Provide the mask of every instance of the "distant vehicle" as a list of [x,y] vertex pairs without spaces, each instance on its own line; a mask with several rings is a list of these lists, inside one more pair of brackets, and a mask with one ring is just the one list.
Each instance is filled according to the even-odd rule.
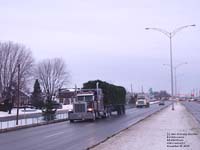
[[158,105],[165,105],[165,101],[163,100],[159,101]]
[[193,98],[191,98],[191,99],[189,99],[189,100],[188,100],[188,102],[193,102],[193,101],[194,101],[194,99],[193,99]]
[[62,104],[58,103],[57,101],[52,101],[52,102],[54,109],[62,109]]
[[70,122],[94,121],[110,116],[113,111],[117,111],[118,115],[124,114],[125,96],[123,87],[100,80],[89,81],[84,84],[83,89],[76,91],[76,101],[73,102],[73,109],[68,112],[68,119]]
[[149,105],[149,100],[145,98],[145,96],[138,96],[137,101],[136,101],[136,107],[146,107],[148,108]]

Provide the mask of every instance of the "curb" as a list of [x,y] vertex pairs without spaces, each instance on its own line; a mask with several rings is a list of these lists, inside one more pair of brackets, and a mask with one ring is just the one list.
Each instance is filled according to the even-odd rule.
[[27,129],[27,128],[32,128],[32,127],[38,127],[38,126],[44,126],[44,125],[64,122],[64,121],[68,121],[68,119],[52,120],[52,121],[48,121],[48,122],[41,122],[41,123],[35,123],[35,124],[30,124],[30,125],[24,125],[24,126],[12,127],[12,128],[0,129],[0,134],[1,133],[5,133],[5,132],[11,132],[11,131],[16,131],[16,130],[21,130],[21,129]]
[[147,118],[149,118],[149,117],[155,115],[156,113],[159,113],[161,110],[166,109],[166,108],[168,108],[168,107],[170,107],[170,106],[171,106],[171,104],[169,104],[169,105],[167,105],[167,106],[165,106],[165,107],[162,107],[162,108],[159,109],[158,111],[156,111],[156,112],[154,112],[154,113],[152,113],[152,114],[150,114],[150,115],[145,116],[144,118],[142,118],[142,119],[136,121],[135,123],[131,124],[130,126],[126,127],[125,129],[122,129],[122,130],[120,130],[120,131],[114,133],[113,135],[111,135],[111,136],[109,136],[109,137],[106,137],[104,140],[102,140],[102,141],[100,141],[100,142],[98,142],[98,143],[96,143],[96,144],[94,144],[94,145],[92,145],[92,146],[86,148],[86,150],[90,150],[90,149],[92,149],[92,148],[94,148],[94,147],[96,147],[96,146],[98,146],[98,145],[100,145],[100,144],[106,142],[108,139],[110,139],[110,138],[116,136],[117,134],[119,134],[119,133],[121,133],[121,132],[124,132],[125,130],[129,129],[130,127],[132,127],[132,126],[134,126],[134,125],[136,125],[136,124],[142,122],[143,120],[145,120],[145,119],[147,119]]

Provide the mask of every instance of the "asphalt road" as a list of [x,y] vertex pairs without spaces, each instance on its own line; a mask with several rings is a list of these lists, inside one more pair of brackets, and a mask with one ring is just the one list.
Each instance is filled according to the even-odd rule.
[[182,102],[186,109],[199,121],[200,123],[200,102]]
[[82,150],[129,127],[165,106],[133,108],[126,115],[95,122],[61,122],[0,134],[0,150]]
[[[63,114],[63,113],[67,113],[67,110],[57,110],[56,114]],[[32,114],[20,114],[19,115],[19,119],[28,119],[28,118],[38,118],[38,117],[42,117],[42,113],[32,113]],[[0,117],[0,121],[11,121],[11,120],[15,120],[16,116],[6,116],[6,117]]]

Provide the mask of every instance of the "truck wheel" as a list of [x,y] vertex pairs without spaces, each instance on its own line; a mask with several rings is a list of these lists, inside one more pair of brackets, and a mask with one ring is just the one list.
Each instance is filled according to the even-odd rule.
[[92,121],[95,121],[95,120],[96,120],[96,113],[93,113]]
[[73,123],[73,122],[74,122],[74,120],[69,120],[69,122],[70,122],[70,123]]

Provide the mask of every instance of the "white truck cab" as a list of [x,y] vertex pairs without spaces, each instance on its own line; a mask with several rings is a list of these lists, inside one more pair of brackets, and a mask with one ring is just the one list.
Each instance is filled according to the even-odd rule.
[[136,107],[149,107],[149,100],[145,96],[138,96],[136,101]]

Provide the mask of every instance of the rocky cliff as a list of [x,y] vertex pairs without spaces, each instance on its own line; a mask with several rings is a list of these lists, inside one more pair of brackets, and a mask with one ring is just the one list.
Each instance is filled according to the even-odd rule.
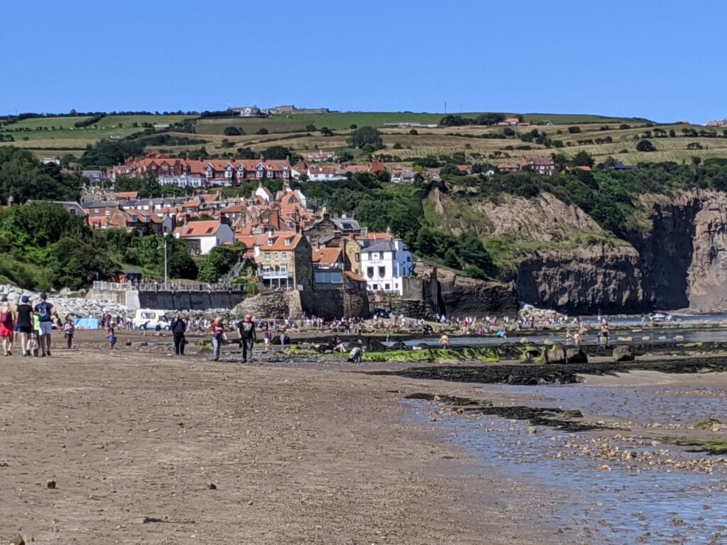
[[523,303],[569,314],[640,312],[648,307],[639,254],[628,246],[536,251],[518,269]]
[[521,303],[571,315],[727,310],[727,193],[643,195],[643,228],[628,241],[547,193],[475,204],[436,192],[430,198],[440,227],[474,230],[520,252],[511,276]]
[[727,310],[727,194],[685,191],[641,202],[651,230],[631,242],[654,307]]

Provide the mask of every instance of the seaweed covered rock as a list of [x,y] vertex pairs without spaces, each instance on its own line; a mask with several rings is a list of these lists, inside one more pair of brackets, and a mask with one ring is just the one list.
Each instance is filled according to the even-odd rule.
[[619,344],[614,349],[614,361],[633,361],[634,349],[627,344]]
[[580,347],[573,347],[566,350],[569,363],[587,363],[588,356]]
[[540,350],[537,347],[526,346],[523,348],[520,354],[521,361],[532,361],[540,355]]
[[550,347],[543,347],[542,362],[544,363],[565,363],[566,347],[560,342],[553,343]]

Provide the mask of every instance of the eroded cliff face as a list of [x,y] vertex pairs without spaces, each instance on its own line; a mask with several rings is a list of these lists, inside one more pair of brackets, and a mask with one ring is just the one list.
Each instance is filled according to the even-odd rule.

* * *

■ SHORT PROBLEM:
Copy every entry above word for word, leaving out the pictures.

■ CORRECT RESPONSE:
Provide the mask of every instance of the "distant vehicle" as a list of [x,y] vertex pairs without spaces, each instance on its own line; a mask with several rings is a list of these lists, inside one more pair of brackets, and a mask with one ring is just the one list.
Each instance is filled according to the even-odd rule.
[[158,105],[165,105],[165,101],[163,100],[159,101]]
[[193,98],[191,98],[191,99],[189,99],[189,100],[188,100],[188,102],[193,102],[193,101],[194,101],[194,99],[193,99]]
[[62,104],[58,103],[57,101],[52,101],[52,102],[54,109],[62,109]]
[[70,122],[94,121],[110,116],[113,111],[117,111],[118,115],[124,114],[125,96],[123,87],[100,80],[89,81],[84,84],[83,89],[76,91],[76,101],[73,102],[73,109],[68,112],[68,119]]
[[149,105],[149,100],[145,98],[145,96],[138,96],[137,101],[136,101],[136,107],[146,107],[148,108]]

Provide the mask of every instance of the "curb" as a list of [x,y] vertex pairs without spaces, each instance on its own line; a mask with several rings is a list of these lists, inside one more pair of brackets, and a mask with one ring is just the one list.
Each instance is filled according to the even-odd rule.
[[27,129],[27,128],[32,128],[32,127],[38,127],[38,126],[44,126],[44,125],[64,122],[64,121],[68,121],[68,119],[52,120],[52,121],[48,121],[48,122],[41,122],[41,123],[35,123],[35,124],[30,124],[30,125],[24,125],[24,126],[12,127],[12,128],[0,129],[0,134],[1,133],[5,133],[5,132],[11,132],[11,131],[16,131],[16,130],[21,130],[21,129]]
[[147,118],[149,118],[149,117],[155,115],[156,113],[159,113],[161,110],[166,109],[166,108],[168,108],[168,107],[170,107],[170,106],[171,106],[171,104],[169,104],[169,105],[167,105],[167,106],[165,106],[165,107],[162,107],[162,108],[159,109],[158,111],[156,111],[156,112],[154,112],[154,113],[152,113],[152,114],[150,114],[150,115],[145,116],[144,118],[142,118],[142,119],[136,121],[135,123],[131,124],[130,126],[126,127],[125,129],[122,129],[122,130],[120,130],[120,131],[114,133],[113,135],[111,135],[111,136],[109,136],[109,137],[106,137],[104,140],[102,140],[102,141],[100,141],[100,142],[98,142],[98,143],[96,143],[96,144],[94,144],[94,145],[92,145],[92,146],[86,148],[86,150],[90,150],[90,149],[92,149],[92,148],[94,148],[94,147],[96,147],[96,146],[98,146],[98,145],[100,145],[100,144],[106,142],[108,139],[110,139],[110,138],[116,136],[117,134],[119,134],[119,133],[121,133],[121,132],[124,132],[125,130],[129,129],[130,127],[132,127],[132,126],[134,126],[134,125],[136,125],[136,124],[142,122],[143,120],[145,120],[145,119],[147,119]]

Provide the mask of every instance of the "asphalt road" as a list of [x,y] vertex pairs without spaces, each instance on its own line; a mask with several rings is a list of these lists, inside one more pair of brackets, and a mask with one ring is just the one list.
Each instance is filled according to the even-odd rule.
[[182,102],[186,109],[199,121],[200,123],[200,102]]
[[82,150],[129,127],[165,106],[133,108],[126,115],[95,122],[61,122],[0,134],[0,150]]
[[[63,114],[63,113],[67,113],[67,110],[57,110],[56,114]],[[32,114],[20,114],[19,115],[19,119],[28,119],[28,118],[38,118],[38,117],[42,117],[42,113],[32,113]],[[0,117],[0,121],[11,121],[11,120],[15,120],[16,116],[6,116],[6,117]]]

Provide the mask of every instance of the "truck wheel" as a list of [x,y] vertex pairs without spaces, each instance on its own line; a mask with several rings is a list of these lists, inside one more pair of brackets, and a mask with one ring is just the one list.
Each instance is filled according to the even-odd rule.
[[92,121],[95,121],[95,120],[96,120],[96,113],[93,113]]
[[73,123],[73,122],[74,122],[74,120],[69,120],[69,122],[70,122],[70,123]]

Provide the mask of every instance of the "white truck cab" as a list of [x,y] vertex pairs without spaces, each instance on its own line; a mask with several rings is a list of these lists, inside one more pair of brackets, and a mask with one ring is just the one list.
Each instance is filled according to the even-odd rule.
[[136,107],[149,107],[149,100],[145,96],[138,96],[136,101]]

Provide the mask of every instance of the rocky cliff as a list of [x,y] vertex pairs without spaces, each instance on its own line; a mask with several rings is a list of these lists, inside one more pair of brackets, and a mask with one ring is just the one list.
Each instance is filled according to the even-odd rule.
[[523,303],[569,314],[640,312],[648,307],[639,254],[628,246],[536,251],[518,269]]
[[521,303],[571,315],[727,310],[727,193],[643,195],[643,228],[628,241],[547,193],[475,204],[436,192],[430,198],[440,227],[474,230],[520,252],[511,276]]
[[727,310],[727,194],[685,191],[641,202],[651,230],[631,242],[654,307]]

Provide the mask of every instance of the seaweed covered rock as a list of [x,y] vertex pairs without spaces, each instance on its own line; a mask with several rings is a list of these lists, inside one more pair of brackets, and a mask with one ring is just the one list.
Each instance is filled according to the even-odd rule.
[[619,344],[614,349],[614,361],[633,361],[634,349],[627,344]]
[[580,347],[573,347],[566,350],[569,363],[587,363],[588,356]]
[[540,350],[537,347],[526,346],[523,348],[520,354],[521,361],[532,361],[540,355]]
[[550,347],[543,347],[542,362],[544,363],[565,363],[566,347],[560,342],[553,343]]

Provide the mask of every instance of the eroded cliff face as a list of [x,y] vertex pairs without spaces, each instance on its own line; a mask with several rings is a list of these lists, inside one more pair of brackets, and a mask with one ring is just the one list.
Each instance is filled according to the even-odd rule.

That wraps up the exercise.